→ **SHORT TASK**: Format the lines of the listing below as a numbered list, starting at the line that contains "compact form (1064,337)." and ending with the last line of the listing, both included. Leave out any blank lines.

-- start of DATA EXTRACT --

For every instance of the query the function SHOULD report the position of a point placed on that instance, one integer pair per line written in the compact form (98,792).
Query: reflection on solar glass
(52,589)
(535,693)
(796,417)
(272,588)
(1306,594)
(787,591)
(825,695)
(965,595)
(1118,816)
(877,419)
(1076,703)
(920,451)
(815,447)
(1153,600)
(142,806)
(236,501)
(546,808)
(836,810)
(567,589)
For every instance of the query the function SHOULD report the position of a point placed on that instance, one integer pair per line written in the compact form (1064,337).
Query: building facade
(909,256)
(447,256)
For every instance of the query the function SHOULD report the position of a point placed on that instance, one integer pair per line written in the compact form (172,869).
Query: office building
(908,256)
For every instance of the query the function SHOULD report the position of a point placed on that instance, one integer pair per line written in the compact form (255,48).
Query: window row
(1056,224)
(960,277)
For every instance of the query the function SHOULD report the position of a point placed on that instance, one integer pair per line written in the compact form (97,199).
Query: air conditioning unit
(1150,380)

-- end of DATA EXTRACT --

→ **FULL SOLUTION**:
1. For every instance of the query the function SHOULD report the position of a point placed on that instance, one integer pair per line written in the compact form (1064,337).
2. Query: building facade
3. (909,256)
4. (447,256)
5. For every instance of the query the function SHOULD report the position of a point placed on that instance, one integer pair per line written in the compact form (172,869).
6. Query: office building
7. (908,256)
8. For every instance of the query the function SHOULD report the position of a point placed on that instance, one integer pair per line written in the compact form (255,48).
9. Query: window row
10. (1056,224)
11. (960,277)
12. For every instance of the query the function SHOULD report the position of a point placed on that instance, one integer pair per line written in the compact form (97,199).
13. Query: air conditioning unit
14. (1150,380)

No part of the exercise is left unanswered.